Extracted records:
--- START ---

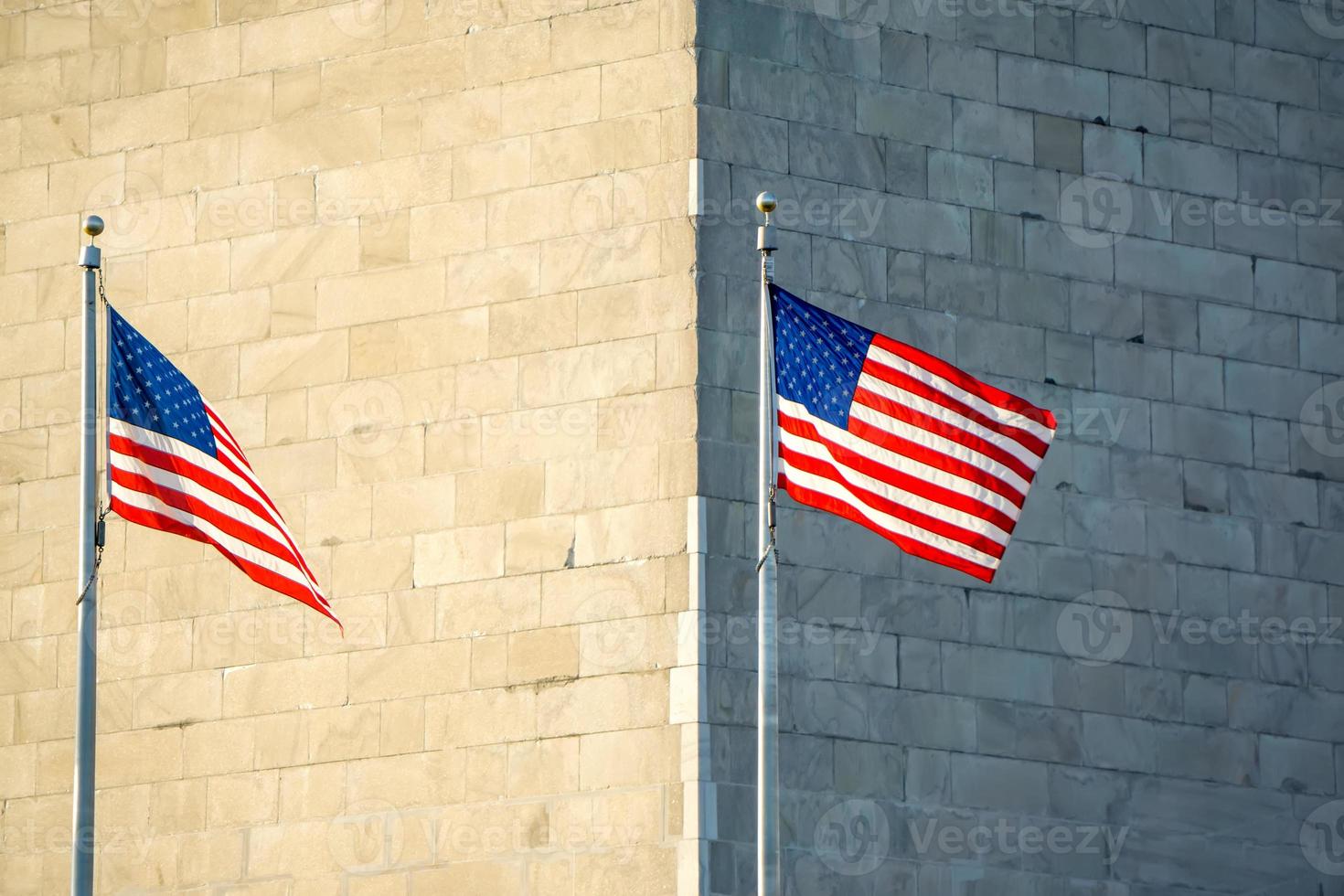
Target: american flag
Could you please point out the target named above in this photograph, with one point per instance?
(175, 466)
(900, 441)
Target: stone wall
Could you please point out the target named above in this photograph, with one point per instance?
(1083, 203)
(391, 243)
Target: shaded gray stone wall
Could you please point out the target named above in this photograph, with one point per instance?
(1083, 203)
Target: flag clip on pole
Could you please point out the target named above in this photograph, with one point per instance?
(86, 678)
(768, 700)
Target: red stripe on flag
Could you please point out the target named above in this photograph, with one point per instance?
(280, 520)
(940, 427)
(818, 468)
(923, 389)
(229, 526)
(912, 547)
(257, 574)
(969, 383)
(937, 460)
(895, 478)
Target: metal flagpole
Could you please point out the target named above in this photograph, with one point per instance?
(768, 672)
(86, 680)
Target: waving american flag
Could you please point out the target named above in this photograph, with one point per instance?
(175, 466)
(900, 441)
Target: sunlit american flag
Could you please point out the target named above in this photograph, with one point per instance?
(900, 441)
(175, 466)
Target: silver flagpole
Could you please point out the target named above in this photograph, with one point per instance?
(86, 678)
(768, 672)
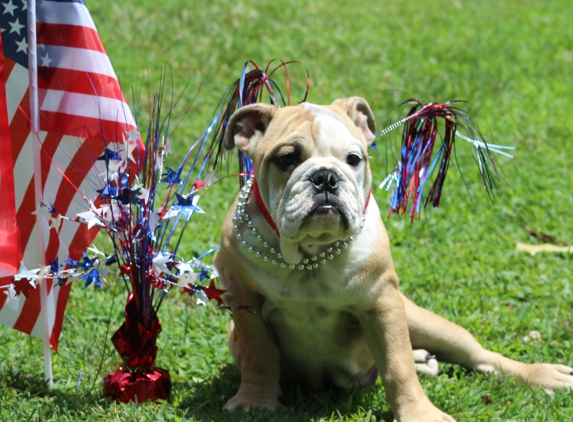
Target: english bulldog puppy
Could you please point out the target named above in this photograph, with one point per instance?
(305, 254)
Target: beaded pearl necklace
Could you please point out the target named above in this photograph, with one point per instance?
(270, 254)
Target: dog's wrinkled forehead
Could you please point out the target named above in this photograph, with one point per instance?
(330, 131)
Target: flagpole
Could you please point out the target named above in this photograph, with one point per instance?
(35, 130)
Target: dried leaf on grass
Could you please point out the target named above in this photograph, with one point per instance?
(534, 249)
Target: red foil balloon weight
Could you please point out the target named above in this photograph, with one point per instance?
(138, 380)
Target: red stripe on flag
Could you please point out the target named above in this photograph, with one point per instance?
(9, 246)
(87, 83)
(27, 220)
(83, 127)
(20, 127)
(8, 66)
(49, 148)
(69, 36)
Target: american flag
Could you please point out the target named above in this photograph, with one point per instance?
(82, 108)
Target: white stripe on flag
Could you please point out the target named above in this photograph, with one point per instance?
(50, 314)
(11, 310)
(83, 105)
(79, 59)
(16, 87)
(67, 13)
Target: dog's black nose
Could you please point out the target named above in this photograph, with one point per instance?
(325, 180)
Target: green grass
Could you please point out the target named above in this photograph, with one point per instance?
(511, 60)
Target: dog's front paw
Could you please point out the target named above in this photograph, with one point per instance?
(424, 412)
(425, 362)
(253, 397)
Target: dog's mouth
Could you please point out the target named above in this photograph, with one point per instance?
(327, 206)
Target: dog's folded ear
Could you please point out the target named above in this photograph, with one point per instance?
(247, 124)
(361, 114)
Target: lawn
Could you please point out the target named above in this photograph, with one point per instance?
(512, 61)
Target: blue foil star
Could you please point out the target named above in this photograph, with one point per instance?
(55, 266)
(92, 277)
(109, 191)
(87, 263)
(50, 208)
(186, 206)
(172, 176)
(108, 154)
(71, 263)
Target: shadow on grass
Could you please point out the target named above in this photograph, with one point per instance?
(24, 386)
(297, 404)
(206, 399)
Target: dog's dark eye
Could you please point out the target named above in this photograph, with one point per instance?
(286, 161)
(353, 160)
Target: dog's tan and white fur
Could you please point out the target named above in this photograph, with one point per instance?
(344, 322)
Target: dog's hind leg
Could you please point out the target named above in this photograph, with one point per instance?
(452, 343)
(425, 362)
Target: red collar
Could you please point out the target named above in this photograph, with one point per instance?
(267, 214)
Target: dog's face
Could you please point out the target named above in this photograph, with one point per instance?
(311, 165)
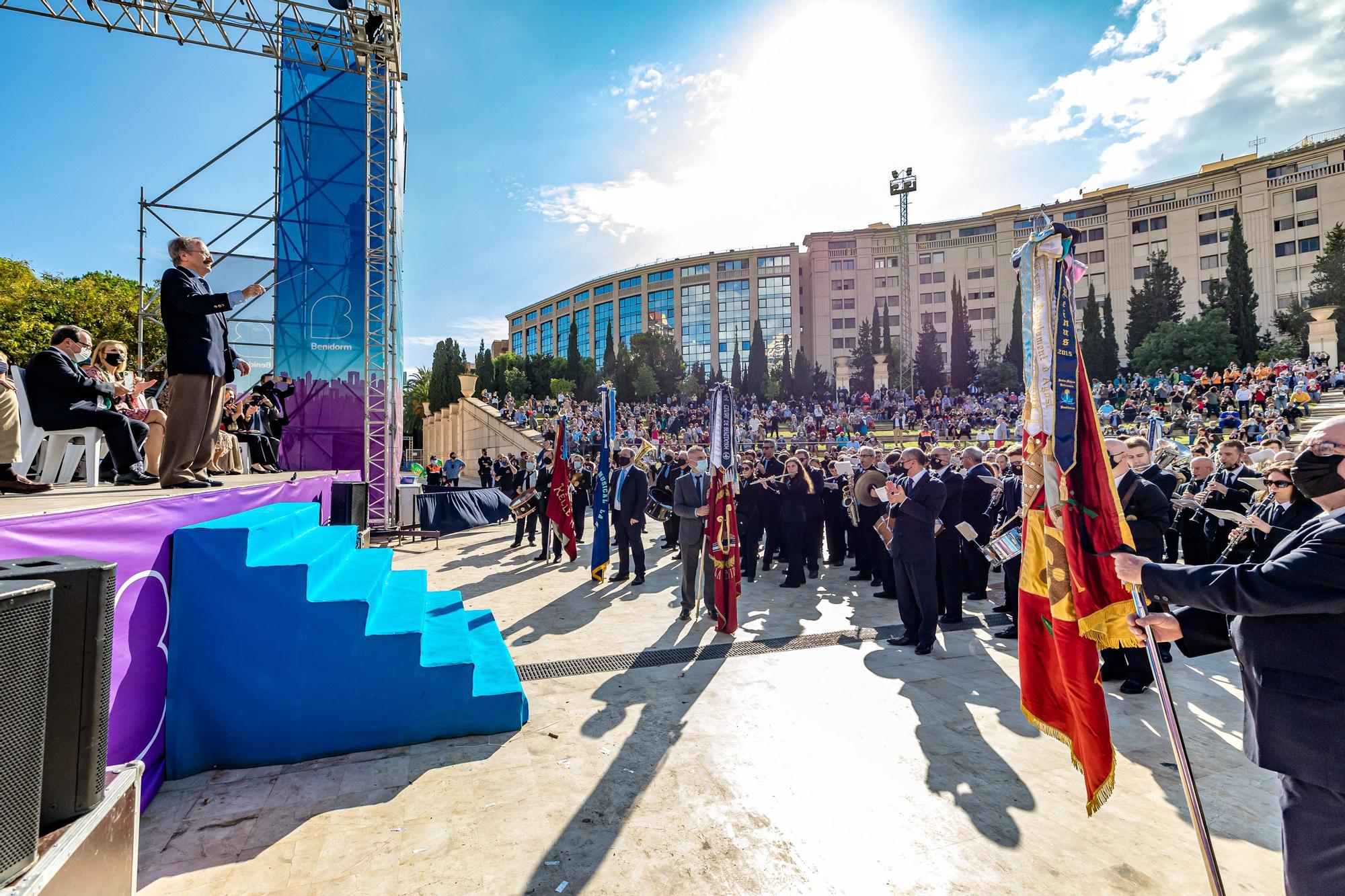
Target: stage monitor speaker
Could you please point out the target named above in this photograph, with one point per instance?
(350, 505)
(25, 657)
(81, 681)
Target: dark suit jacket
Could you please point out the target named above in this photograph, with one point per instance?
(1148, 514)
(56, 386)
(952, 513)
(1288, 628)
(636, 494)
(976, 501)
(194, 325)
(913, 520)
(685, 501)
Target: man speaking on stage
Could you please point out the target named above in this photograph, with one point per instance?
(1285, 619)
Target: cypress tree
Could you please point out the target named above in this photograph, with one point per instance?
(1013, 353)
(1241, 303)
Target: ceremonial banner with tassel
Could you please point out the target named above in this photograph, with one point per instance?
(560, 510)
(723, 522)
(602, 549)
(1070, 600)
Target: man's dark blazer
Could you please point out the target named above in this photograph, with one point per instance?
(1288, 628)
(636, 493)
(1148, 514)
(976, 501)
(952, 513)
(913, 520)
(194, 325)
(1161, 478)
(56, 386)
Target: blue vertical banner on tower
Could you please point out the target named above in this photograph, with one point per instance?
(602, 549)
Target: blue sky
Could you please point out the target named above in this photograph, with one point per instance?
(552, 143)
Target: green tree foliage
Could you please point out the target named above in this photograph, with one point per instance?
(1157, 300)
(754, 381)
(861, 360)
(1239, 302)
(1109, 360)
(1202, 341)
(1013, 352)
(32, 306)
(929, 361)
(962, 357)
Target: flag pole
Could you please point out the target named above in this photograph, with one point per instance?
(1188, 780)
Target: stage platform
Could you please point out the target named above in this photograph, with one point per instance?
(80, 497)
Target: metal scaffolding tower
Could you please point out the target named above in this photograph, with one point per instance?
(362, 40)
(903, 185)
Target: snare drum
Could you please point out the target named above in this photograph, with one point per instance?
(1007, 546)
(657, 510)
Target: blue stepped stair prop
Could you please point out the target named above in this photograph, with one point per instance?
(287, 643)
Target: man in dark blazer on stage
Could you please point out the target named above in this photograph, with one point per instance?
(976, 510)
(200, 362)
(1285, 619)
(630, 494)
(917, 501)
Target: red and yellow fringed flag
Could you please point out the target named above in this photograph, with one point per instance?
(560, 510)
(722, 528)
(1070, 600)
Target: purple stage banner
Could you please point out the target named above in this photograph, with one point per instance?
(137, 537)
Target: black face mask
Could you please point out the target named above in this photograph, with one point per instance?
(1315, 475)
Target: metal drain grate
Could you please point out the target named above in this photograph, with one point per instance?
(683, 655)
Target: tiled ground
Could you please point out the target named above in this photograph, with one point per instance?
(836, 770)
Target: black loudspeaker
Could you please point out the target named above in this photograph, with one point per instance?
(81, 681)
(25, 654)
(350, 505)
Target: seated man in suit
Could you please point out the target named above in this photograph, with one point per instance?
(917, 499)
(1285, 620)
(61, 396)
(630, 494)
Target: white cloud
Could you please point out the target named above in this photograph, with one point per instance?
(798, 134)
(1178, 65)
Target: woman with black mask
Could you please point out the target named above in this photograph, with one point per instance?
(794, 520)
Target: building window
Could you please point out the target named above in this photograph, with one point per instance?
(563, 335)
(602, 323)
(582, 331)
(661, 313)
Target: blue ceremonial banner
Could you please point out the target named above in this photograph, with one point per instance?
(602, 548)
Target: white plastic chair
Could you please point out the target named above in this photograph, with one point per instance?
(56, 464)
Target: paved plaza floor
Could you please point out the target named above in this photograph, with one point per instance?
(852, 767)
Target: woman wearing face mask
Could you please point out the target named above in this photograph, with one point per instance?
(794, 497)
(108, 362)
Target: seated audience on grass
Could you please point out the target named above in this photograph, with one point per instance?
(11, 443)
(110, 364)
(61, 396)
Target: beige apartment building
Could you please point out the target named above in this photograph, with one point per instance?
(818, 294)
(708, 303)
(1288, 202)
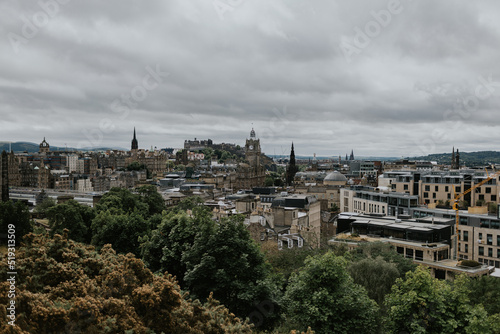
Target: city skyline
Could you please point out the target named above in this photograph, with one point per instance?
(385, 78)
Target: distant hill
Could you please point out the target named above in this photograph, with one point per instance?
(469, 159)
(32, 147)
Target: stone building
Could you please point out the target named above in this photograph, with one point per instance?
(252, 173)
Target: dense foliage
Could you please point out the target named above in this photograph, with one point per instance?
(323, 295)
(73, 216)
(14, 214)
(68, 287)
(422, 304)
(210, 257)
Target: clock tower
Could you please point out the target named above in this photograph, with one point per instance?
(252, 150)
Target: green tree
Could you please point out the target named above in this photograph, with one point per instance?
(68, 287)
(373, 250)
(150, 196)
(486, 291)
(226, 261)
(17, 214)
(162, 249)
(121, 230)
(73, 216)
(422, 304)
(376, 275)
(323, 295)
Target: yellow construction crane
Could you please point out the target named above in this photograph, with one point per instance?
(455, 205)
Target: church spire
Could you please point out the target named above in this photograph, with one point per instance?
(292, 168)
(135, 145)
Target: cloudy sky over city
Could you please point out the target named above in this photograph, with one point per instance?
(383, 78)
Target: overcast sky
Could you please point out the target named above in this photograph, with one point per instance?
(384, 78)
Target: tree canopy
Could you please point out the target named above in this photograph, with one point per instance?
(68, 287)
(17, 214)
(323, 296)
(73, 216)
(422, 304)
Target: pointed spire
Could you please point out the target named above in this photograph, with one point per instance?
(135, 144)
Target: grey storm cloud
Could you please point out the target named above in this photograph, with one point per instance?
(385, 78)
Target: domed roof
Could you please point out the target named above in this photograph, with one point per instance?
(335, 176)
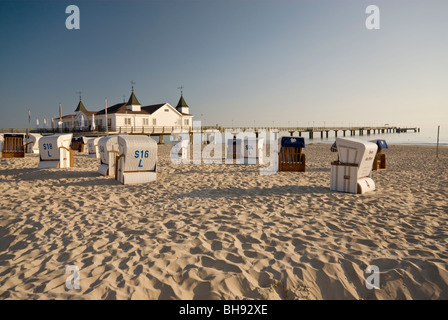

--- END ---

### Task details
List each line above that contains the word "mask". Only matches with the same uppercase and lowercase letters count.

### Reply to the task
Target: black face mask
Target: woman with black mask
Target: woman wearing face mask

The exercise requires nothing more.